* _Trecho do texto_:
┄┄┄┄┄┄┄┄┄┄┄┄┄┄┄┄┄┄┄┄

A Igreja não poderia se dar ao luxo de oscilar um milímetro em alguns pontos, se quisesse continuar seu grande e ousado experimento do equilíbrio irregular. Assim que se permitisse que uma idéia perdesse um pouco de sua força, alguma outra idéia ganharia força demais. O que o pastor cristão conduzia não era um rebanho de ovelhas, mas sim uma manada de touros e tigres, de terríveis ideais e vorazes doutrinas, cada uma delas forte o suficiente para transformar-se numa falsa religião e devastar o mundo.

Lembre-se de que a Igreja abraçou especificamente idéias perigosas; ela foi uma domadora de leões. A idéia do nascimento por meio do Espírito Santo, da morte de um ser divino, do perdão dos pecados ou do cumprimento das profecias — qualquer um pode ver que são idéias que precisam apenas de um toque para transformar-se em algo blasfemo ou feroz. Os artífices do Mediterrâneo deixaram que o menor elo se partisse, e o leão do pessimismo ancestral rompeu sua cadeia nas esquecidas florestas do norte. Dessas compensações teológicas devo falar mais adiante. Aqui basta observar que se algum pequeno erro fosse cometido na doutrina, geraria enormes transtornos para a felicidade humana.

Uma frase formulada erroneamente acerca da natureza do simbolismo teria quebrado todas as melhores estátuas da Europa. Um deslize nas definições poderia parar todas as danças; poderia secar todas as árvores de Natal ou quebrar todos os ovos de Páscoa.

As doutrinas tinham de ser definidas dentro de rigorosos limites, até mesmo para que o homem pudesse desfrutar de liberdades humanas gerais. A Igreja precisou ser cuidadosa, se não por outro motivo para que o mundo pudesse ficar despreocupado.

┄┄┄┄┄┄┄┄┄┄┄┄┄┄┄┄┄┄┄┄

* _Itens listados_:

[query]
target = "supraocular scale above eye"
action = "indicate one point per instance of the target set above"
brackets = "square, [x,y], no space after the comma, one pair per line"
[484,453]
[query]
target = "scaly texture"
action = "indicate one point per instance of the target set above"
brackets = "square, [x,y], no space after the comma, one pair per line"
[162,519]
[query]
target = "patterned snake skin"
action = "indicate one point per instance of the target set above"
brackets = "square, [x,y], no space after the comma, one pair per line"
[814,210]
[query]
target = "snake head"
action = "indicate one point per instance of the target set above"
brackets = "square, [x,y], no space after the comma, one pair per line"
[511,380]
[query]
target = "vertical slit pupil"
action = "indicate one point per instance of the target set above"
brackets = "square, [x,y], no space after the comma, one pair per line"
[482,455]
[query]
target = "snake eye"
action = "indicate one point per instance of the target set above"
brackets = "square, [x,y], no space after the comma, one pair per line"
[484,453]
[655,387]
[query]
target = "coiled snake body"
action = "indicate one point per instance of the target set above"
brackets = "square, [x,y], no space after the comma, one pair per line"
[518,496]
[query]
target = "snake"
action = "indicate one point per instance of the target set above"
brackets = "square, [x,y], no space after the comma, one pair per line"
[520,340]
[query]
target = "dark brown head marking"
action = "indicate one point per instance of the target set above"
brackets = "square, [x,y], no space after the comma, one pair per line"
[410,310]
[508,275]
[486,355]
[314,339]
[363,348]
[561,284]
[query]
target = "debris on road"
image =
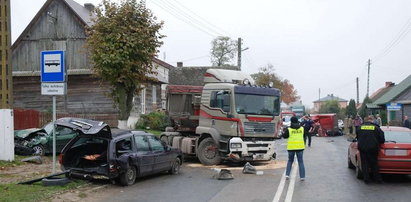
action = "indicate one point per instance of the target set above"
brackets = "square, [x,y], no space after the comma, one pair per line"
[33,159]
[249,169]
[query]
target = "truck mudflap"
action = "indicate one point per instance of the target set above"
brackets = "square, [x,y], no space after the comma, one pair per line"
[240,150]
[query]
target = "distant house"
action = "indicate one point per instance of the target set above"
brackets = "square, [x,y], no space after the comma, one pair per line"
[396,101]
[192,75]
[60,25]
[341,102]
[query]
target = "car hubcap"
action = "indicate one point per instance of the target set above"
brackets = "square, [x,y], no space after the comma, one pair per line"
[130,175]
[210,152]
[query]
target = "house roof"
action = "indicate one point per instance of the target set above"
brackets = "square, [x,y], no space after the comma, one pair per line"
[330,97]
[380,92]
[394,92]
[83,14]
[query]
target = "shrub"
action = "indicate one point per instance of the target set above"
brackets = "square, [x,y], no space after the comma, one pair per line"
[154,121]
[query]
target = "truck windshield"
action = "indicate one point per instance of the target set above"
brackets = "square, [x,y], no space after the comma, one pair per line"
[257,104]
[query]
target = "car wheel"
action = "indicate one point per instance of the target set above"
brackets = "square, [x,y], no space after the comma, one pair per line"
[175,168]
[39,150]
[129,177]
[208,152]
[350,164]
[358,172]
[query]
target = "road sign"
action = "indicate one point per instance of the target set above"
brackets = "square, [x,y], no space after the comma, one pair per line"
[52,66]
[53,88]
[394,107]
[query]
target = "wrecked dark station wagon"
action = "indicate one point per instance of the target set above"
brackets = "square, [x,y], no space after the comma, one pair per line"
[121,155]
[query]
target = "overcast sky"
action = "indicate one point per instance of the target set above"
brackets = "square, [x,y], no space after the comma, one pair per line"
[313,43]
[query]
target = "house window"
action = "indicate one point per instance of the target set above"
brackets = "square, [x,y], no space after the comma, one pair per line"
[154,94]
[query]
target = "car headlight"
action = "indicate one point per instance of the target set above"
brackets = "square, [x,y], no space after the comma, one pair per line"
[236,145]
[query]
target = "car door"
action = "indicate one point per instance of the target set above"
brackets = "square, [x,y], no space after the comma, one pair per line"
[145,156]
[63,136]
[162,158]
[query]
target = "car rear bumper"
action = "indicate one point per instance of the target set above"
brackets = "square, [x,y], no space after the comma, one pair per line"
[395,166]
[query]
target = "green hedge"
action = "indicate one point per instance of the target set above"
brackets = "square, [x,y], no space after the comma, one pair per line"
[154,121]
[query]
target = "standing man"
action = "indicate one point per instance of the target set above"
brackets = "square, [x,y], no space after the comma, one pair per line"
[349,124]
[357,122]
[378,120]
[307,124]
[370,137]
[406,122]
[295,146]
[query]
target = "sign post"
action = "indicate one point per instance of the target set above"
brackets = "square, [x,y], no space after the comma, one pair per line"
[53,83]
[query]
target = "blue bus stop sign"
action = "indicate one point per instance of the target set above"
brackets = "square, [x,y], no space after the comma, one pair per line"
[52,66]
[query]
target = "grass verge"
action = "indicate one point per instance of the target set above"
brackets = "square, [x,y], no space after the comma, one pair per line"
[16,162]
[34,192]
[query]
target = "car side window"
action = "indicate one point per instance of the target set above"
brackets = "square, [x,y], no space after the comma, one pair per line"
[141,143]
[124,146]
[155,143]
[63,131]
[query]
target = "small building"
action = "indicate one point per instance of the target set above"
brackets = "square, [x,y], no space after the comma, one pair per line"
[60,25]
[342,103]
[396,102]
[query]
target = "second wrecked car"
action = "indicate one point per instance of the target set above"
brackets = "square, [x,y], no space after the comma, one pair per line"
[120,155]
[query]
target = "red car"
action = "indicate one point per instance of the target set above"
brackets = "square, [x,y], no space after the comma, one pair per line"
[394,156]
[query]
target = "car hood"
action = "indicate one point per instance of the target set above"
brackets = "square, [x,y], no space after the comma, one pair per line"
[26,132]
[86,126]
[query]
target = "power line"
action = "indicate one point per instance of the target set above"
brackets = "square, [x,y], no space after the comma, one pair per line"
[204,20]
[395,41]
[180,17]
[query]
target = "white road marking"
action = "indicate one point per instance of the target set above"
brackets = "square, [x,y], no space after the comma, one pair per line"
[290,189]
[279,189]
[293,178]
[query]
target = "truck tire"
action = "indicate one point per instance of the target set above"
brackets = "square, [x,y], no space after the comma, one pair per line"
[208,152]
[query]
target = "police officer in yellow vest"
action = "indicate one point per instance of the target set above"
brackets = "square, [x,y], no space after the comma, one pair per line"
[370,137]
[295,146]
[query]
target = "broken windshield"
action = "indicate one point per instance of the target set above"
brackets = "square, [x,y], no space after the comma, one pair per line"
[257,104]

┄┄┄┄┄┄┄┄┄┄┄┄┄┄┄┄┄┄┄┄

* _Requisitos da tarefa_:
(1) Reescreva em forma de lista o parágrafo do trecho do texto que começa com "Lembre-se de que a Igreja abraçou", mantendo seus fatos principais.
(2) Responda às perguntas abaixo com base no trecho do texto, marcando cada resposta com a mesma letra.
(a) O que o pastor cristão conduzia, em vez de um rebanho de ovelhas?
(b) Que efeito teria tido uma frase formulada erroneamente acerca da natureza do simbolismo?
(c) Dentro de que tipo de limites as doutrinas tinham de ser definidas?
Os itens não têm nenhuma relação com o trecho do texto.

* _Respostas esperadas_:
(1)
- A Igreja abraçou especificamente ideias perigosas e foi uma domadora de leões.
- Ideias como o nascimento por meio do Espírito Santo, a morte de um ser divino, o perdão dos pecados e o cumprimento das profecias precisam apenas de um toque para se tornarem blasfemas ou ferozes.
- Os artífices do Mediterrâneo deixaram que o menor elo se partisse. Então o leão do pessimismo ancestral rompeu sua cadeia nas esquecidas florestas do norte.
- Qualquer pequeno erro na doutrina geraria enormes transtornos para a felicidade humana.

(2)
(a) Uma manada de touros e tigres, de terríveis ideais e vorazes doutrinas.
(b) Teria quebrado todas as melhores estátuas da Europa.
(c) Dentro de rigorosos limites.